begin Given data
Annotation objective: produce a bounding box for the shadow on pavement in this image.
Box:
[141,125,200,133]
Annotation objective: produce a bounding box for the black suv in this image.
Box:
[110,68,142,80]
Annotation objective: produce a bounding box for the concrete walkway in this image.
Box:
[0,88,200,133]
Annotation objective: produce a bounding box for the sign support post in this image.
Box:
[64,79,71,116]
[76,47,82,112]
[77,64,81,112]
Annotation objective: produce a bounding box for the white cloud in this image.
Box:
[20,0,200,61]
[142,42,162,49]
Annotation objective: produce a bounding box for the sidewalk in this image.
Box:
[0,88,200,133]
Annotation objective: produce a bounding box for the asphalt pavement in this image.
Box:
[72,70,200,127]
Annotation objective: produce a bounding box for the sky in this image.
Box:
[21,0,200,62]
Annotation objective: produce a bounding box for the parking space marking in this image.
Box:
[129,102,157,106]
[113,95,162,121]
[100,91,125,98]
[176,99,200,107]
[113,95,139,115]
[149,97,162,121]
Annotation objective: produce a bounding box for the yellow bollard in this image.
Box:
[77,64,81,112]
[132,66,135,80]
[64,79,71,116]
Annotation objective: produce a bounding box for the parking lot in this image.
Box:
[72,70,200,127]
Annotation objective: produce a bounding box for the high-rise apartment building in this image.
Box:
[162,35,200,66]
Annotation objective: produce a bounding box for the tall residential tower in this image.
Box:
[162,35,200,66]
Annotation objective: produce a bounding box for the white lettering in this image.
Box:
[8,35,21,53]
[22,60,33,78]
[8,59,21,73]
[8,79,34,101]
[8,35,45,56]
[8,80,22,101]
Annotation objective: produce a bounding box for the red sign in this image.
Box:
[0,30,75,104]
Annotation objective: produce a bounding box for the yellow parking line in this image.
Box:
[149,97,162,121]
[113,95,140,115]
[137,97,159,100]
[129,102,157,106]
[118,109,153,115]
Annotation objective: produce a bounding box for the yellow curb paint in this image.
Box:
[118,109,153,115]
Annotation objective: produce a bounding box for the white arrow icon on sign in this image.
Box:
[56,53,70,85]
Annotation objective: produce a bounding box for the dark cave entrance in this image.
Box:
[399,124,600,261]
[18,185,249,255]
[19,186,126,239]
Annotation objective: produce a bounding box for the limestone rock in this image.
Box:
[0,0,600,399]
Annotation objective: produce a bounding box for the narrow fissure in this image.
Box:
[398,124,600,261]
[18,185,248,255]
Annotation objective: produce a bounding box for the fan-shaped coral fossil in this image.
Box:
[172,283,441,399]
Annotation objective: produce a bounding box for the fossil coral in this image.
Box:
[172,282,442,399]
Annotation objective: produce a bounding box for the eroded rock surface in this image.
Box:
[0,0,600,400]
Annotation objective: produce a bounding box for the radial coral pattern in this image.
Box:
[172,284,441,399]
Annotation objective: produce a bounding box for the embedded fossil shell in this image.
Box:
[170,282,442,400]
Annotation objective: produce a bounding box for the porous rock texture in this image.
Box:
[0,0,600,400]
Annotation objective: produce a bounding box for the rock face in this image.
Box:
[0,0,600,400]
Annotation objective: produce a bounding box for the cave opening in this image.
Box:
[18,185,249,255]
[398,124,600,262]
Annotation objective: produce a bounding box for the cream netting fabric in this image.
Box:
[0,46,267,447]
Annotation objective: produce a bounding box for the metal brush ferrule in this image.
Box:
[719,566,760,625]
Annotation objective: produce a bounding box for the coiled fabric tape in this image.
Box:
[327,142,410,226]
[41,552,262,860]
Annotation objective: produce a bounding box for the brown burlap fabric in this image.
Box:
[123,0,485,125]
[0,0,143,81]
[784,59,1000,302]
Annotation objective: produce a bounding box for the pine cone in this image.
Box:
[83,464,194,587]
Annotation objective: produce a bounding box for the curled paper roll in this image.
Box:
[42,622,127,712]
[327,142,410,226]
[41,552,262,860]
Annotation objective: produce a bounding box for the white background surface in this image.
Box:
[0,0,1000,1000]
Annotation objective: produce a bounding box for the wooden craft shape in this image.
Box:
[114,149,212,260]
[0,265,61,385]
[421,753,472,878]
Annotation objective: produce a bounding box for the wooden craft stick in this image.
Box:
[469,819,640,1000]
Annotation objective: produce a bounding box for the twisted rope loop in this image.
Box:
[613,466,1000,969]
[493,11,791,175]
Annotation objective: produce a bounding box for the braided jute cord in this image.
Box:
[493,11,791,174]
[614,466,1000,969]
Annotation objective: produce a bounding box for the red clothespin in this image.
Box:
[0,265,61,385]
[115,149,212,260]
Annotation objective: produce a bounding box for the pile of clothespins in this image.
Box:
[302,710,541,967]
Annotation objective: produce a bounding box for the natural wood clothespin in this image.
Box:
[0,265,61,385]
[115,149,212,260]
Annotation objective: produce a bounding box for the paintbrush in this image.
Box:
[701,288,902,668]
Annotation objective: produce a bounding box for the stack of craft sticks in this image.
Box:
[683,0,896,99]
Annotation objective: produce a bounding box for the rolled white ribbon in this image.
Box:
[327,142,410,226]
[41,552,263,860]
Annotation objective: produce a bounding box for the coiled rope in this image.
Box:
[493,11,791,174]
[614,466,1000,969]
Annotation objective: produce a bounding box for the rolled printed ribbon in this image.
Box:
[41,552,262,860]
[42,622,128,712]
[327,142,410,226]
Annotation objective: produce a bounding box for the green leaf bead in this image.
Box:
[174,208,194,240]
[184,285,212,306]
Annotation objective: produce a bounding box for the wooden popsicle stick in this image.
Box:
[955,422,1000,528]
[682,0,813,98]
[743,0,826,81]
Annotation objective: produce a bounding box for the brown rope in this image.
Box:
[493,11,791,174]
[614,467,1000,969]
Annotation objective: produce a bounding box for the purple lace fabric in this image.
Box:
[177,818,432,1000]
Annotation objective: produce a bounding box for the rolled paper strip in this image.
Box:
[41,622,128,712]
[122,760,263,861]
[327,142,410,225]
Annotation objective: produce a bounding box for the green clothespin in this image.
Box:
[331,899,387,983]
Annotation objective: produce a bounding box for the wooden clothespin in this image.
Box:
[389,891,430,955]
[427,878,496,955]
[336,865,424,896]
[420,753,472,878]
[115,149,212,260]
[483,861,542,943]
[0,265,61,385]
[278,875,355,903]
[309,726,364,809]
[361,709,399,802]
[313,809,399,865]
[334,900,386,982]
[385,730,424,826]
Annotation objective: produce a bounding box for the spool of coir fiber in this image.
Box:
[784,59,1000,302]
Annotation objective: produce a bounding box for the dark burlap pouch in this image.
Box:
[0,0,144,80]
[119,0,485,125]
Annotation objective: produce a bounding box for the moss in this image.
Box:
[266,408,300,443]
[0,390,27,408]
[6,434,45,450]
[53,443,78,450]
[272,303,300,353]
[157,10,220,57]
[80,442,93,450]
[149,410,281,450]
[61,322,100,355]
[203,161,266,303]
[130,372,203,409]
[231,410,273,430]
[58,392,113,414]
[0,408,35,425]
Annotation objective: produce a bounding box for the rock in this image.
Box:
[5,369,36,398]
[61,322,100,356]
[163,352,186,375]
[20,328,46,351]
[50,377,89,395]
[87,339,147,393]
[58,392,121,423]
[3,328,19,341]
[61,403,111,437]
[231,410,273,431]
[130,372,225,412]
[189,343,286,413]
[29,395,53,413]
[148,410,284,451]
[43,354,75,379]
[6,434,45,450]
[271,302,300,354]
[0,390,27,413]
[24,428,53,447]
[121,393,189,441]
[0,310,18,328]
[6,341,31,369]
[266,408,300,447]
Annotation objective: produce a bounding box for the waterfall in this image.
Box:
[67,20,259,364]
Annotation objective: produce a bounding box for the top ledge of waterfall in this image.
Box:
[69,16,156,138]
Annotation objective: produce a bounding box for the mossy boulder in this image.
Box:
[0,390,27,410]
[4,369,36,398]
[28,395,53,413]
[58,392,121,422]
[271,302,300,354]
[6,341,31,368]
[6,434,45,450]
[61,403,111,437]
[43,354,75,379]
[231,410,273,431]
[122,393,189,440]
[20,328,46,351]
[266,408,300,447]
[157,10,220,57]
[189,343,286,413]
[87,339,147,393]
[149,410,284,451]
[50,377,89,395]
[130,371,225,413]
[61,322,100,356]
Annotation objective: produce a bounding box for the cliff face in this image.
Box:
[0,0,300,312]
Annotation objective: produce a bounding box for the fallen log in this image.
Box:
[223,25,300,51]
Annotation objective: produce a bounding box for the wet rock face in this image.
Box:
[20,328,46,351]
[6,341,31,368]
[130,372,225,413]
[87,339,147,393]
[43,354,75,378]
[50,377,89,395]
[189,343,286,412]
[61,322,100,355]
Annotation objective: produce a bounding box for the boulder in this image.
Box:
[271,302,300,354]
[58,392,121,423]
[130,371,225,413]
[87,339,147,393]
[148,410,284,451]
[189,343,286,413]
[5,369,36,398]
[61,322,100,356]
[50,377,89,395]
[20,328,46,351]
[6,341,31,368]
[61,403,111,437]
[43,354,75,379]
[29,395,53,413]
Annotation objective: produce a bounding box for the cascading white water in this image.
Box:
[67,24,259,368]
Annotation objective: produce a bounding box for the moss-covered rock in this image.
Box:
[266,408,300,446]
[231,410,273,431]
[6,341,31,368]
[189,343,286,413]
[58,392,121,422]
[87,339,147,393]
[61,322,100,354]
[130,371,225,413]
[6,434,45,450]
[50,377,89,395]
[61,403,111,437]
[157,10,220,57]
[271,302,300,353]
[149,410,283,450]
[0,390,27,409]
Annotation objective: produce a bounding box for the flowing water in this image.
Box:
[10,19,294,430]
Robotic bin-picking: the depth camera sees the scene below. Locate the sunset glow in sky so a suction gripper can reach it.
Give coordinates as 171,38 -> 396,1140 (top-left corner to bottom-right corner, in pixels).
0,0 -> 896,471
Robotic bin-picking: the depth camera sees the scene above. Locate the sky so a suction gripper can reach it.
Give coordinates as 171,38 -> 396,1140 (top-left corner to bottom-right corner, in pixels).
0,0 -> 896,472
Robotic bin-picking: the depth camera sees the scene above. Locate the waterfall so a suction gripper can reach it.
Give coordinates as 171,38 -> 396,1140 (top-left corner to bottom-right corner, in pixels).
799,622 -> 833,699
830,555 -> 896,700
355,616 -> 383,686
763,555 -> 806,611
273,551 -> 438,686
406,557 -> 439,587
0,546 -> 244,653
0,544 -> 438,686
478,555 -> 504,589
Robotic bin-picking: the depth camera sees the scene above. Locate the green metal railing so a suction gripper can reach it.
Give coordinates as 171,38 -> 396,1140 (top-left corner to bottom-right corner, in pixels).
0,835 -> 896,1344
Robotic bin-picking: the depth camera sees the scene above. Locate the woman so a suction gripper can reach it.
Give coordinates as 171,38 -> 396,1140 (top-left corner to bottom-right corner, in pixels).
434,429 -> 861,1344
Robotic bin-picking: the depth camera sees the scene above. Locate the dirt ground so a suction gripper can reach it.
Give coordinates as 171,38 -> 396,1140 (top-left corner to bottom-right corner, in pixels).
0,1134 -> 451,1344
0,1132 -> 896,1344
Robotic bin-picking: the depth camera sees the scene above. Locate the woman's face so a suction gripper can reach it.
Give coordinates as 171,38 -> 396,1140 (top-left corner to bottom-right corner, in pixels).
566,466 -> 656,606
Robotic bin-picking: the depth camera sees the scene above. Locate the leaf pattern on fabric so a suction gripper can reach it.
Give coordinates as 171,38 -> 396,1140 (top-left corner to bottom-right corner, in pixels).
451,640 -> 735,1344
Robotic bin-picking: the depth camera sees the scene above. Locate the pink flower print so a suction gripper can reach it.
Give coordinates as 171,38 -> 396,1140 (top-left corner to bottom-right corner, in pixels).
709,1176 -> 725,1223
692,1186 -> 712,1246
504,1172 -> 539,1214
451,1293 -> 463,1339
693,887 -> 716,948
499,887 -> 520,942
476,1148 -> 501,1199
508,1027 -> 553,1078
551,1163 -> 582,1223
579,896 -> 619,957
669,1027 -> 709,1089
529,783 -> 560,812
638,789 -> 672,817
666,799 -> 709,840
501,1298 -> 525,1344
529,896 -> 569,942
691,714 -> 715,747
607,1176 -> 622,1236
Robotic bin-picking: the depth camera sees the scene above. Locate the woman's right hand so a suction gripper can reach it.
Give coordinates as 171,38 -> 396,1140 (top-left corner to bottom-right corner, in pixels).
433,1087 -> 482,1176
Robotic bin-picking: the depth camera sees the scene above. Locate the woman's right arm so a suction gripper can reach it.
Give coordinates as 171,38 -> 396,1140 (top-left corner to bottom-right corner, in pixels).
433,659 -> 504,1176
end Given data
Short task: Reproduce only the lines between the line containing "hand so a suction gripper can reach it." and the last line of the records, those two lines included, exactly.

Task output:
Robotic bin-picking: the depth camera sees the scene above. Locate the woman's right hand so a suction gripper can reach it.
Give coordinates as 171,38 -> 396,1140 (top-left corner to bottom-right corner, in pixels).
433,1087 -> 482,1176
Robotic bin-picking: the depth camera sees the scene above. Locate the woman's right arm so a suction gripper can reach it.
Give coordinates as 171,38 -> 396,1140 (top-left corner to bottom-right corner, in pixels).
433,659 -> 504,1176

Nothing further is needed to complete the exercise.